**Passage provided:**
====================

1. $\{0,1\}^{\mathbb{N}}$ and $\mathcal{P}(\mathbb{N})$ are equipotent

2. Any part of $\mathbb{R}$ (something in $\mathcal{P}(\mathbb{R})$) containing an open interval is equipotent to $\mathbb{R}$
(Cantor-Bernstein theorem)

3. $\text{Card}(\{0,1\}^{\mathbb{N}}) \leq \text{Card}([0,1/2])$, which is $=\text{Card}(\mathbb{R})$, thanks to 2.
prove that $\phi ~:~ \{0,1\}^{\mathbb{N}} \to [0,1/2]$
$x:=(x_n)_{n \in \mathbb{N}} \mapsto \sum_{n=0}^\infty \frac{x_n}{3^{n+1}}$
is an injection

4. $\text{Card}(\{0,1\}^{\mathbb{N}}) \geq \text{Card}([0,1[)$, which is $=\text{Card}(\mathbb{R})$, thanks to 2.
uses the proper diadic development of x (don't know the name in English )
prove that $\psi ~:~ [0,1[ \to \{0,1\}^{\mathbb{N}}$
$x \mapsto x_n$
is an injection

where
$x_0=\lfloor 2x\rfloor$
$x_n=\lfloor 2^{n+1} \left(x-\sum_{k=0}^{n-1} \frac{x_k}{2^{k+1}}\right) \rfloor$

====================

**Dataset section:**
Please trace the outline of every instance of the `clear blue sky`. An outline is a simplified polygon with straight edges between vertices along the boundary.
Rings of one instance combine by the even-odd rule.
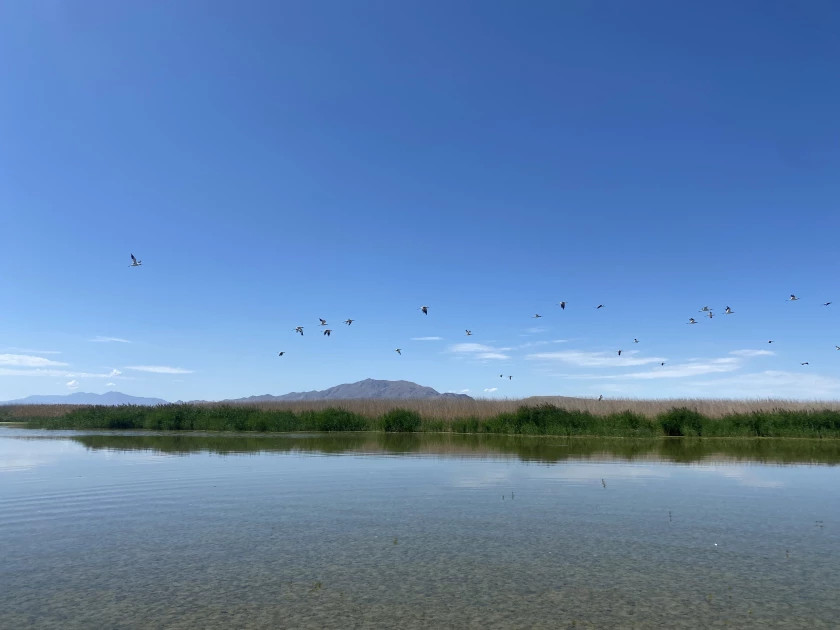
[[[0,400],[840,398],[838,32],[831,1],[3,3]]]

====================

**Given problem:** Set down word for word the part of the cardinality proof above, starting at "prove that $\phi" and ending at "in English )".

**Answer to this task:**
prove that $\phi ~:~ \{0,1\}^{\mathbb{N}} \to [0,1/2]$
$x:=(x_n)_{n \in \mathbb{N}} \mapsto \sum_{n=0}^\infty \frac{x_n}{3^{n+1}}$
is an injection

4. $\text{Card}(\{0,1\}^{\mathbb{N}}) \geq \text{Card}([0,1[)$, which is $=\text{Card}(\mathbb{R})$, thanks to 2.
uses the proper diadic development of x (don't know the name in English )